Written task – Find every line in the records below that contains the string "path", and copy each of those lines.

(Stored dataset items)
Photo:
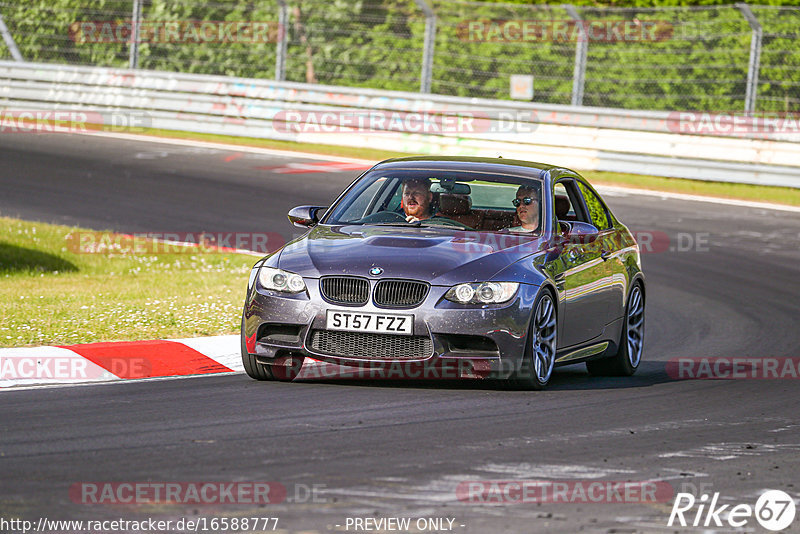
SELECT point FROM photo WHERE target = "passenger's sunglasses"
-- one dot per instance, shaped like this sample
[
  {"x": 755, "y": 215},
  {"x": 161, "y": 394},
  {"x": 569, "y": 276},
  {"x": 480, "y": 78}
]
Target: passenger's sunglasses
[{"x": 527, "y": 201}]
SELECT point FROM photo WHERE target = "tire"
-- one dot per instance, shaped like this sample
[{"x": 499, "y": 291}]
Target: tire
[
  {"x": 540, "y": 347},
  {"x": 631, "y": 342},
  {"x": 253, "y": 369}
]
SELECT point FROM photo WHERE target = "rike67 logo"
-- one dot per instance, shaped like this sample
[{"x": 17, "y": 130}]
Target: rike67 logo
[{"x": 774, "y": 510}]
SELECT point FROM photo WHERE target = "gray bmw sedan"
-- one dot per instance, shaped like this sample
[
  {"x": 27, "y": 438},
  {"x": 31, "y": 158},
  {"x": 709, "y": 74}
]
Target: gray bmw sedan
[{"x": 436, "y": 267}]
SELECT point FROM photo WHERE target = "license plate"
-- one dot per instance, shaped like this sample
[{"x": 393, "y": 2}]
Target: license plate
[{"x": 376, "y": 323}]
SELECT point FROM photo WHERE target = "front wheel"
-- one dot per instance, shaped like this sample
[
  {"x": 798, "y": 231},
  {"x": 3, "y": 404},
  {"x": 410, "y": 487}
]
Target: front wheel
[
  {"x": 253, "y": 369},
  {"x": 631, "y": 343},
  {"x": 540, "y": 348}
]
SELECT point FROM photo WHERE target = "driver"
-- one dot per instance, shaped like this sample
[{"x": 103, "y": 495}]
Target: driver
[
  {"x": 417, "y": 199},
  {"x": 527, "y": 204}
]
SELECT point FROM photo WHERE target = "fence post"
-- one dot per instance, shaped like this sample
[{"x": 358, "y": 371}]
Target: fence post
[
  {"x": 283, "y": 36},
  {"x": 581, "y": 49},
  {"x": 136, "y": 19},
  {"x": 755, "y": 58},
  {"x": 9, "y": 39},
  {"x": 427, "y": 46}
]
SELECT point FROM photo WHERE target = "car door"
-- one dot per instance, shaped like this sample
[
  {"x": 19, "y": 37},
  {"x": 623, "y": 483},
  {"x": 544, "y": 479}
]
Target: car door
[
  {"x": 585, "y": 278},
  {"x": 609, "y": 243}
]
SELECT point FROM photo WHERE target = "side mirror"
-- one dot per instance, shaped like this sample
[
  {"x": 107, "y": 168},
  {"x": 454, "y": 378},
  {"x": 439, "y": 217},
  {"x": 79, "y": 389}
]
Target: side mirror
[
  {"x": 580, "y": 232},
  {"x": 305, "y": 216}
]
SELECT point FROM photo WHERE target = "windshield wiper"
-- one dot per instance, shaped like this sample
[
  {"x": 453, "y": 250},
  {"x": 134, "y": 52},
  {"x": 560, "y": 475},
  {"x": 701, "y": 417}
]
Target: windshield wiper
[{"x": 415, "y": 224}]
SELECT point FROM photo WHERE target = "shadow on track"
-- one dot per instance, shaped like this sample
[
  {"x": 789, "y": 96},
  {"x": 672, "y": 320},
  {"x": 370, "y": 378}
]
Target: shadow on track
[{"x": 564, "y": 379}]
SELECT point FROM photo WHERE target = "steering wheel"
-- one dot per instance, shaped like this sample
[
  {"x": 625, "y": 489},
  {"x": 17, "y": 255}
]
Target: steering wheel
[{"x": 384, "y": 216}]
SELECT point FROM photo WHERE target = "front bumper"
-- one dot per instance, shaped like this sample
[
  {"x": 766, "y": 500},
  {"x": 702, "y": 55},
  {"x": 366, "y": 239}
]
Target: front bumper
[{"x": 473, "y": 340}]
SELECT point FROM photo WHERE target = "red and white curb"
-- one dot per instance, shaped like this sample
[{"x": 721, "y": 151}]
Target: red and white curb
[{"x": 128, "y": 360}]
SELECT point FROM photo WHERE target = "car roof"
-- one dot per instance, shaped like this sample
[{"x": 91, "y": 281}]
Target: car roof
[{"x": 498, "y": 165}]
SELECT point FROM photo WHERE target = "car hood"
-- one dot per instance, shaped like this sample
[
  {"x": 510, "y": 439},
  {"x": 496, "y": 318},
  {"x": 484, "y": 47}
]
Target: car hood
[{"x": 442, "y": 257}]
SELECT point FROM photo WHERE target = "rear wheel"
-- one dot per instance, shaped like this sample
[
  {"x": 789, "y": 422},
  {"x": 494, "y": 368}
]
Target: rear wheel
[
  {"x": 631, "y": 343},
  {"x": 540, "y": 348}
]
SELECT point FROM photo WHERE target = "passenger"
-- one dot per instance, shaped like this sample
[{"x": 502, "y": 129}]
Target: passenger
[
  {"x": 417, "y": 199},
  {"x": 528, "y": 207}
]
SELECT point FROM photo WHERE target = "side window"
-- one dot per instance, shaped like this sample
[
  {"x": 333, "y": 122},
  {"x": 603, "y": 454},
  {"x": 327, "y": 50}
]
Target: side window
[
  {"x": 362, "y": 203},
  {"x": 597, "y": 211}
]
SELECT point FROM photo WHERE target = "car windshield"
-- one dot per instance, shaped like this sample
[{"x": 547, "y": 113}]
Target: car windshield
[{"x": 454, "y": 199}]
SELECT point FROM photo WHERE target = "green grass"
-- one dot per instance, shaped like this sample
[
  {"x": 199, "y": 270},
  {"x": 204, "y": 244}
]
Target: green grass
[
  {"x": 53, "y": 294},
  {"x": 759, "y": 193}
]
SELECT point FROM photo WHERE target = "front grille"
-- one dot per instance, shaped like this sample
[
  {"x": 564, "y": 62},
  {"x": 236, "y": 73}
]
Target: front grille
[
  {"x": 345, "y": 289},
  {"x": 371, "y": 346},
  {"x": 400, "y": 293}
]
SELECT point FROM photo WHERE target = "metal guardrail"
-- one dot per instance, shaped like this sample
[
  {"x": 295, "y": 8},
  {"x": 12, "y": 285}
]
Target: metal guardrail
[{"x": 580, "y": 137}]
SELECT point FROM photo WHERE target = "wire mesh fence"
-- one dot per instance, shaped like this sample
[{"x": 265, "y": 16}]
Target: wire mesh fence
[{"x": 699, "y": 58}]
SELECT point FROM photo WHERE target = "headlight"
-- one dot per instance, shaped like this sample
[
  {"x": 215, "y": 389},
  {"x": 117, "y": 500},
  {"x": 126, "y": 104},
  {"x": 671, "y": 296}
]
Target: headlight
[
  {"x": 278, "y": 280},
  {"x": 482, "y": 292}
]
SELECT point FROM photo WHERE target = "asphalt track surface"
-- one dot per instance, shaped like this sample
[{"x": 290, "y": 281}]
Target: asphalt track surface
[{"x": 391, "y": 449}]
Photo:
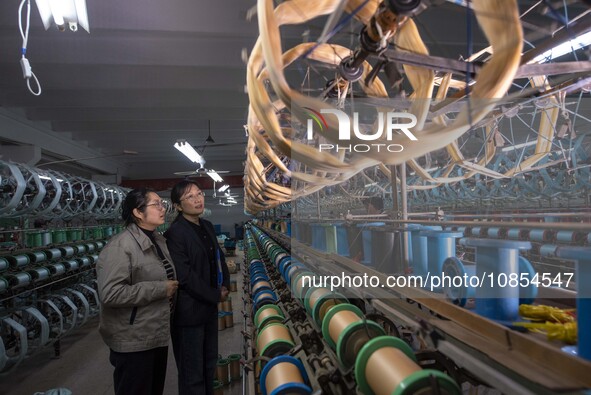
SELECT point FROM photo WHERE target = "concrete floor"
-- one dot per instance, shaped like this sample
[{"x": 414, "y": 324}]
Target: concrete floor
[{"x": 84, "y": 366}]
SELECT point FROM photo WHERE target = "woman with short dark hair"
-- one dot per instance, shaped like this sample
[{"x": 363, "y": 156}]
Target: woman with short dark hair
[
  {"x": 204, "y": 280},
  {"x": 136, "y": 284}
]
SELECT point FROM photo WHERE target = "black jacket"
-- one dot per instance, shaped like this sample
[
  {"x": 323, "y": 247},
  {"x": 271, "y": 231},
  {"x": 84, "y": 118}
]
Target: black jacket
[{"x": 197, "y": 298}]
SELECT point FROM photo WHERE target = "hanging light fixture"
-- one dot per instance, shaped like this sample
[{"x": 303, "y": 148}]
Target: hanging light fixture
[
  {"x": 64, "y": 12},
  {"x": 188, "y": 150},
  {"x": 209, "y": 139}
]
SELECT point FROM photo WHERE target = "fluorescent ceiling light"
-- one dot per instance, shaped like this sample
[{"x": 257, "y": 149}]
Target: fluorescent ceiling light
[
  {"x": 62, "y": 12},
  {"x": 188, "y": 150},
  {"x": 215, "y": 176},
  {"x": 582, "y": 41}
]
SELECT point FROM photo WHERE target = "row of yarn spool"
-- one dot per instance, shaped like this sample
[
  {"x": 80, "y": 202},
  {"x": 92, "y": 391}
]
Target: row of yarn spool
[
  {"x": 383, "y": 364},
  {"x": 228, "y": 370}
]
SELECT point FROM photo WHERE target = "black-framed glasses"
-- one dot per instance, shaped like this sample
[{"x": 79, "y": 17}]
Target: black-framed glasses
[
  {"x": 192, "y": 197},
  {"x": 159, "y": 205}
]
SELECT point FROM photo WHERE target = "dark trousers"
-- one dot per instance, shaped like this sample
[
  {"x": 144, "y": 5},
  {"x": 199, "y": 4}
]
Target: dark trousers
[
  {"x": 141, "y": 372},
  {"x": 196, "y": 353}
]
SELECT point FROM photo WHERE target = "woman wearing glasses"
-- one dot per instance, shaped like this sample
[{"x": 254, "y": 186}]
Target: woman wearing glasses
[
  {"x": 204, "y": 280},
  {"x": 136, "y": 284}
]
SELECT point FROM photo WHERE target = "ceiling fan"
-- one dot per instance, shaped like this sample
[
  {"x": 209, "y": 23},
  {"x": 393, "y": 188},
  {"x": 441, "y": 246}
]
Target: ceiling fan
[{"x": 197, "y": 157}]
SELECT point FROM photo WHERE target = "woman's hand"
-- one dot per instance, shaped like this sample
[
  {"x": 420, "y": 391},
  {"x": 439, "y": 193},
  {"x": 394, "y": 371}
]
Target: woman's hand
[
  {"x": 171, "y": 287},
  {"x": 224, "y": 294}
]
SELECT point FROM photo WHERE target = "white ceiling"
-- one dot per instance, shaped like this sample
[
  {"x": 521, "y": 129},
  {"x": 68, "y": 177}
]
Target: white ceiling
[{"x": 150, "y": 72}]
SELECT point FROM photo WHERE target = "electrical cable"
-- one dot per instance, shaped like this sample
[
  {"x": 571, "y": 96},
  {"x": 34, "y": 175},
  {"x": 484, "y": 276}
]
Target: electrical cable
[{"x": 25, "y": 65}]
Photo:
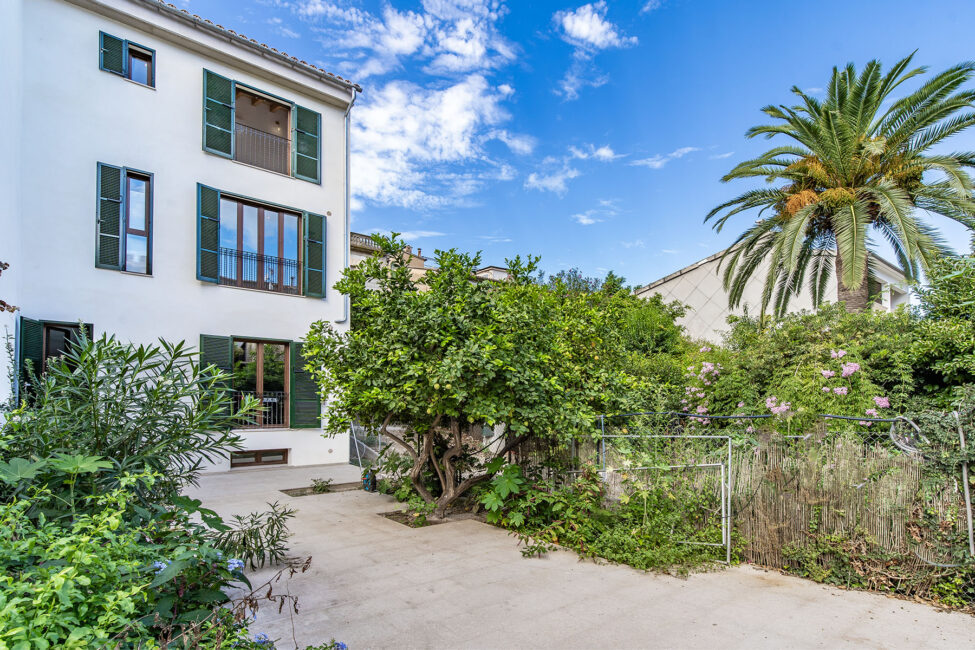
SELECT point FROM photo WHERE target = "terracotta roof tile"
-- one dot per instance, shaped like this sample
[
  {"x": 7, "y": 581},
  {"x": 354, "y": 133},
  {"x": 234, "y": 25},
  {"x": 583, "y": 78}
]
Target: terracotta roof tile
[{"x": 255, "y": 42}]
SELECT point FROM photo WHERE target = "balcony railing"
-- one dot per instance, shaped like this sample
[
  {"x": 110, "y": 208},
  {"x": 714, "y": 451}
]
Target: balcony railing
[
  {"x": 262, "y": 149},
  {"x": 274, "y": 411},
  {"x": 256, "y": 271}
]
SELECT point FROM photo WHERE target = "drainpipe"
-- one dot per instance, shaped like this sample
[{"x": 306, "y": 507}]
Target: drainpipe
[{"x": 348, "y": 195}]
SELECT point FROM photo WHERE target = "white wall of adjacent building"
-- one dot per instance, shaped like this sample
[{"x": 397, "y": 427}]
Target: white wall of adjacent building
[
  {"x": 701, "y": 289},
  {"x": 70, "y": 115}
]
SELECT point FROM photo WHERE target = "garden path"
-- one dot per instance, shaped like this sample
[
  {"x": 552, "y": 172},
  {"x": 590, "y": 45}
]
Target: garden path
[{"x": 375, "y": 583}]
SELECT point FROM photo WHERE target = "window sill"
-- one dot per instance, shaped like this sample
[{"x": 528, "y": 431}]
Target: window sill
[{"x": 264, "y": 291}]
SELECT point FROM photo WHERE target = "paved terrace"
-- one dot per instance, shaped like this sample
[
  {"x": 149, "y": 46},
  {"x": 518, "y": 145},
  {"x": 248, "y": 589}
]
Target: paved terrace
[{"x": 375, "y": 583}]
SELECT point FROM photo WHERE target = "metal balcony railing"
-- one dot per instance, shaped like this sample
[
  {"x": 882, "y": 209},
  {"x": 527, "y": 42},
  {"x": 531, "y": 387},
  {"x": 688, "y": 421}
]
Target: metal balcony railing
[
  {"x": 256, "y": 271},
  {"x": 262, "y": 149},
  {"x": 274, "y": 413}
]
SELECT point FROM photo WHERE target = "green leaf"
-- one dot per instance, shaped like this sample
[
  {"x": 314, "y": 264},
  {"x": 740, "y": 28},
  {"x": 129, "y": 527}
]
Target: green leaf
[{"x": 20, "y": 469}]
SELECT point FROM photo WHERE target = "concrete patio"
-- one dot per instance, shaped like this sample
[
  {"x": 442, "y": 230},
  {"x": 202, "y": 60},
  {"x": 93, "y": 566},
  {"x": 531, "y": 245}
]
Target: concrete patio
[{"x": 375, "y": 583}]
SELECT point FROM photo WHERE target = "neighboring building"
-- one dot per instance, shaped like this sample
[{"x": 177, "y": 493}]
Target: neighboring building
[
  {"x": 362, "y": 246},
  {"x": 700, "y": 287},
  {"x": 164, "y": 177}
]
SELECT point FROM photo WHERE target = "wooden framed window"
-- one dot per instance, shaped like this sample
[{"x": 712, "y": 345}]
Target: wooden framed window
[
  {"x": 258, "y": 457},
  {"x": 260, "y": 246},
  {"x": 127, "y": 59},
  {"x": 262, "y": 369},
  {"x": 138, "y": 222},
  {"x": 140, "y": 66}
]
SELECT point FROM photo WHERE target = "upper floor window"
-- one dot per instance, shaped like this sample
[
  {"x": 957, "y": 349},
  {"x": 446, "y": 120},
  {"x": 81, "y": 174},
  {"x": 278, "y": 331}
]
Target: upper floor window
[
  {"x": 256, "y": 245},
  {"x": 124, "y": 224},
  {"x": 130, "y": 60},
  {"x": 259, "y": 246},
  {"x": 259, "y": 129}
]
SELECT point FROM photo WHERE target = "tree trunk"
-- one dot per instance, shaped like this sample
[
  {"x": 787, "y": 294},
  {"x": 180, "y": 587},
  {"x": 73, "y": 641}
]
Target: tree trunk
[{"x": 856, "y": 300}]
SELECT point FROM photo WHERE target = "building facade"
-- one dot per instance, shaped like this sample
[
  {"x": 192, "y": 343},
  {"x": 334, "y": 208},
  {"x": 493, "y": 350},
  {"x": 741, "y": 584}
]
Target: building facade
[
  {"x": 163, "y": 177},
  {"x": 700, "y": 287}
]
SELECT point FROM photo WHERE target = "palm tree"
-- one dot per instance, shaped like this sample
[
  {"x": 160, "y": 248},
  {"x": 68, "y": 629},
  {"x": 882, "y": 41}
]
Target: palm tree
[{"x": 860, "y": 161}]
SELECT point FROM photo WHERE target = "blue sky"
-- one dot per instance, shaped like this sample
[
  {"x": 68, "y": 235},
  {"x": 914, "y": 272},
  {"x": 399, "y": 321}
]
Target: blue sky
[{"x": 594, "y": 135}]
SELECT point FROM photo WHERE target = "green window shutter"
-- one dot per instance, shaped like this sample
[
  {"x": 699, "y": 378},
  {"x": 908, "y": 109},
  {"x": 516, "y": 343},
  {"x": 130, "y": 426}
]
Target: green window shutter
[
  {"x": 30, "y": 355},
  {"x": 207, "y": 233},
  {"x": 108, "y": 246},
  {"x": 308, "y": 145},
  {"x": 111, "y": 53},
  {"x": 218, "y": 114},
  {"x": 314, "y": 258},
  {"x": 306, "y": 407},
  {"x": 217, "y": 351}
]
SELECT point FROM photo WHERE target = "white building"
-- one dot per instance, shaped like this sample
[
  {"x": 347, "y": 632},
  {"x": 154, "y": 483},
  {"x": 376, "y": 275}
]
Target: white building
[
  {"x": 700, "y": 287},
  {"x": 162, "y": 176}
]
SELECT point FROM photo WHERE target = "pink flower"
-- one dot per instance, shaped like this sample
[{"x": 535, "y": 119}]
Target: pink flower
[{"x": 850, "y": 368}]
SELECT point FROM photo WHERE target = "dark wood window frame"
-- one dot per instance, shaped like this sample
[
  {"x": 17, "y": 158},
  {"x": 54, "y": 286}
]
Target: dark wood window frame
[
  {"x": 129, "y": 230},
  {"x": 258, "y": 457},
  {"x": 259, "y": 382},
  {"x": 136, "y": 52},
  {"x": 71, "y": 332},
  {"x": 281, "y": 212}
]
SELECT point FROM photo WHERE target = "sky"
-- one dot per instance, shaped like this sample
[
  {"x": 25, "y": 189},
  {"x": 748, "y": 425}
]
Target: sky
[{"x": 591, "y": 134}]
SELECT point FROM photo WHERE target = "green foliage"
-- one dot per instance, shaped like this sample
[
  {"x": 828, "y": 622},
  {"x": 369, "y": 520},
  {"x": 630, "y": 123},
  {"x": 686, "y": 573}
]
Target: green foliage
[
  {"x": 639, "y": 529},
  {"x": 140, "y": 407},
  {"x": 321, "y": 485},
  {"x": 801, "y": 360},
  {"x": 258, "y": 537},
  {"x": 542, "y": 359},
  {"x": 945, "y": 343},
  {"x": 859, "y": 161}
]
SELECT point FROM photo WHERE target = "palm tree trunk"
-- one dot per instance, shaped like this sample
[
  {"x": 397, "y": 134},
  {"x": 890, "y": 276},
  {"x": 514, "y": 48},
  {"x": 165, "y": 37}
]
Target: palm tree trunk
[{"x": 856, "y": 300}]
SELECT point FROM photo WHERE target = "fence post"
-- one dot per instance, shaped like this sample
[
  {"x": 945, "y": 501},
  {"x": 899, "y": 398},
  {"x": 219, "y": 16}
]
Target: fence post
[
  {"x": 968, "y": 494},
  {"x": 602, "y": 442}
]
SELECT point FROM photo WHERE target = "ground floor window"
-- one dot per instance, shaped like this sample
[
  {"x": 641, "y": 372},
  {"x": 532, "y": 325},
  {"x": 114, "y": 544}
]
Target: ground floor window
[
  {"x": 259, "y": 457},
  {"x": 262, "y": 370}
]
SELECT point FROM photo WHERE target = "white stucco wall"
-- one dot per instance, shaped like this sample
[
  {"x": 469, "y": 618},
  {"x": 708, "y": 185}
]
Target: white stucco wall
[
  {"x": 75, "y": 115},
  {"x": 701, "y": 289}
]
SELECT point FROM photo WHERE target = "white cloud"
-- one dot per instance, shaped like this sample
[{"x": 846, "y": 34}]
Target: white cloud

Response below –
SELECT point FROM photo WHERE target = "garden path"
Target: garden path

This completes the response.